> Consigne A:
Résumez en deux phrases l'extrait consacré au séminaire de Lyndon LaRouche sur la présidence de George W. Bush.
> Consigne B:
Écrivez la suite de l'extrait sur le séminaire de Lyndon LaRouche consacré à la présidence Bush, en reprenant juste après sa dernière phrase.

> Extrait:

-------------------------

Les écrits de Lyndon LaRouche

Bush au pied du mur ?

mercredi 3 janvier 2001, par Lyndon LaRouche

Que peuvent attendre la population américaine et le reste du monde de la Présidence de George W. Bush ? Telle a été la question centrale soulevée par Lyndon LaRouche, dans le cadre d’un séminaire international tenu le 3 janvier, simultanément dans la capitale américaine et à New York. Cet événement politique a été retransmis en direct par Internet et suivi par des personnalités politiques américaines et internationales, dont vingt-cinq diplomates d’ambassades à Washington et de missions aux Nations unies, ainsi que par des représentants de la presse internationale et des élus américains. LaRouche venait d’annoncer son intention d’être candidat à l’élection présidentielle de 2004.

Abordant d’emblée la question de l’effondrement économique et financier actuellement en cours, LaRouche déclara : « Nous nous trouvons non seulement au beau milieu de la pire crise financière de l’histoire moderne, mais aussi face à une menace d’effondrement économique — quelque chose de qualitativement pire qu’une dépression. Si l’équipe de Bush met effectivement en oeuvre la politique qu’elle a défendue jusqu’à présent, alors les Etats-Unis en tant que nation seront bientôt détruits. »

-------------------------

> Entrées:

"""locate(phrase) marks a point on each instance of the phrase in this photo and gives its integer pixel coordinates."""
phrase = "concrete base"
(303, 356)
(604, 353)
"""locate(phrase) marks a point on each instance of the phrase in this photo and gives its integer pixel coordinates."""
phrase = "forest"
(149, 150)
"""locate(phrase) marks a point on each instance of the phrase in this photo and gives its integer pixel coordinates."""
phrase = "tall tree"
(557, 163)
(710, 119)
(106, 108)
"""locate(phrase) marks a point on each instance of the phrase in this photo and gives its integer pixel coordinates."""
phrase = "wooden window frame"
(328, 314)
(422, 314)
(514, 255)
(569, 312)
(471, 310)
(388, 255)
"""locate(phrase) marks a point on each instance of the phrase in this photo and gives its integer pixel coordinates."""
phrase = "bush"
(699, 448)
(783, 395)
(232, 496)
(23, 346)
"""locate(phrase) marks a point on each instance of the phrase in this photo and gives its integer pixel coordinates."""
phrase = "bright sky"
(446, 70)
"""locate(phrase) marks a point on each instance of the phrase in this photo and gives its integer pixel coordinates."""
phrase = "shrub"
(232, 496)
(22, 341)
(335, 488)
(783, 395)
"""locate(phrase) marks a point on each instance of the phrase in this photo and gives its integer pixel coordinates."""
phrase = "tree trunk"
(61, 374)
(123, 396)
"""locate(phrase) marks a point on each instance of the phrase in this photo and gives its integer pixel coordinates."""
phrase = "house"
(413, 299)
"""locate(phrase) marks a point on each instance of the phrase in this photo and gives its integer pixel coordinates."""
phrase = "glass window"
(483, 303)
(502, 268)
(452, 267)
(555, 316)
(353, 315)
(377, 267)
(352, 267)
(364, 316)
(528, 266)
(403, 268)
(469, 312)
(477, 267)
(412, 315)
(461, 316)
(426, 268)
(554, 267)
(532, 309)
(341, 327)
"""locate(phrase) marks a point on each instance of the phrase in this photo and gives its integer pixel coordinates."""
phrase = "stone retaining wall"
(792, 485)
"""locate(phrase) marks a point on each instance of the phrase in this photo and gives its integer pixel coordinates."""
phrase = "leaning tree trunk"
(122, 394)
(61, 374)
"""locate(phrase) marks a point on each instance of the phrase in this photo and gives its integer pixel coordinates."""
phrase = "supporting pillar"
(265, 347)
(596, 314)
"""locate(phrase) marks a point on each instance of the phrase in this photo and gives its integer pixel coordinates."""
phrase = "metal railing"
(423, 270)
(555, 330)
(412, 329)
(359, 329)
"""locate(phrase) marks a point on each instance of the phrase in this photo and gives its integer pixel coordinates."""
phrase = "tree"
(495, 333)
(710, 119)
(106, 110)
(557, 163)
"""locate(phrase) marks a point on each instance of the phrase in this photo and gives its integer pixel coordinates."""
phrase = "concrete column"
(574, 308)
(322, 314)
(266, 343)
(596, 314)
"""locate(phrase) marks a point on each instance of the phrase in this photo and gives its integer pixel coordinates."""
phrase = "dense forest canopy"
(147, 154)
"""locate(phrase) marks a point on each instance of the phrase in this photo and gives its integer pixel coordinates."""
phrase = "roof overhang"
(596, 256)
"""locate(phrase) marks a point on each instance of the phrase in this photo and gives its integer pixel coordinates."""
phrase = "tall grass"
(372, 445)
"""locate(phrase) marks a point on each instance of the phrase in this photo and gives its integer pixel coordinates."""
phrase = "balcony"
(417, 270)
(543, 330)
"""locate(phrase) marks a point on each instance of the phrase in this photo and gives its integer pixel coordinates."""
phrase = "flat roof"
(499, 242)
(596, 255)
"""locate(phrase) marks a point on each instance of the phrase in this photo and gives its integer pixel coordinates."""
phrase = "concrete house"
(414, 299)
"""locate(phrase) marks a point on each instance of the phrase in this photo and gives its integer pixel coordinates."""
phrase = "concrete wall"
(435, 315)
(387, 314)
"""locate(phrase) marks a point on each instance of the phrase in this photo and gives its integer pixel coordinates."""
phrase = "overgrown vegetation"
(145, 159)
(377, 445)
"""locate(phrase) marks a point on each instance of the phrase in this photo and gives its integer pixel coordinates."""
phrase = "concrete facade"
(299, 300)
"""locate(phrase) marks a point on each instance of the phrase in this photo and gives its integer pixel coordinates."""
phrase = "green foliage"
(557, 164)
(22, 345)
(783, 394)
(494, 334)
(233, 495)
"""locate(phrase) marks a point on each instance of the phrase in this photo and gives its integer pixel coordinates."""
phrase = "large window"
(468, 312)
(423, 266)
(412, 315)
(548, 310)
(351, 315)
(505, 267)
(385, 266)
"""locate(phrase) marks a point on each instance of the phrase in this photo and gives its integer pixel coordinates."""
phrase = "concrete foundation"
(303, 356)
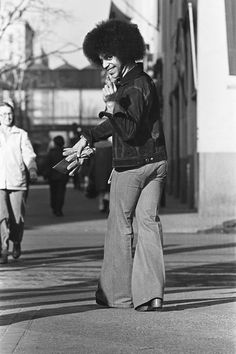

-------------------------

> Réponse A:
Le 3 janvier 2001, Lyndon LaRouche, qui venait d'annoncer sa candidature à l'élection présidentielle de 2004, a tenu dans la capitale américaine et à New York un séminaire international, retransmis en direct sur Internet, sur ce que la population américaine et le reste du monde pouvaient attendre de la présidence de George W. Bush. Il y a affirmé que l'on se trouvait au milieu de la pire crise financière de l'histoire moderne, doublée d'une menace d'effondrement économique, et que les États-Unis seraient bientôt détruits si l'équipe de Bush appliquait la politique qu'elle avait défendue jusque-là.

> Réponse B:
LaRouche a alors montré en détail comment on avait créé la plus grande escroquerie de l’ère moderne : le bogue de l’an 2000. « Sur la base de cette panique, on a investi une somme énorme dans la reconceptualisation de logiciels (...) et dans le financement de nouveaux systèmes d’ordinateurs, qui autrement n’auraient pas été achetés. On a créé une grosse cagnotte pour le 1er janvier 2000, afin d’assurer que le système ne sauterait pas (...). Ceci n’est bien sûr jamais arrivé. Grâce à cette escroquerie, on a développé toute une industrie frauduleuse, basée sur l’image de la nouvelle économie et de l’industrie internet, pour gonfler la bulle. »

C’est cette bulle spéculative, a expliqué LaRouche, qui est en train d’éclater maintenant. On a tout fait pour empêcher son éclatement avant les élections présidentielles du 7 novembre, mais maintenant, ce n’est plus possible. « Au cours de l’an 2000, on en est arrivé au point où la quantité d’argent injecté dans le système pour subventionner la dette accumulée était plus grande que la dette elle-même. Et on a commencé à voir l’inflation des prix de biens, comme cela s’est passé dans l’Allemagne de 1923 (...), au niveau des prix du pétrole, de l’électricité en Californie (...). Aujourd’hui, il y a une tendance hyperinflationniste aux Etats-Unis. »

Alan Greenspan, que LaRouche ne considère pas comme un « génie » mais plutôt comme un « idiot », va sans doute bientôt disparaître à l’instar de « Rumpelstilzchen », parce qu’il se trouve dans une situation impossible : « On exige de lui une baisse des taux. On va exiger de lui plus d’inflation de l’économie, alors que nous avons déjà une hyperinflation. Et bientôt Alan Greenspan aura tout simplement envie de disparaître. »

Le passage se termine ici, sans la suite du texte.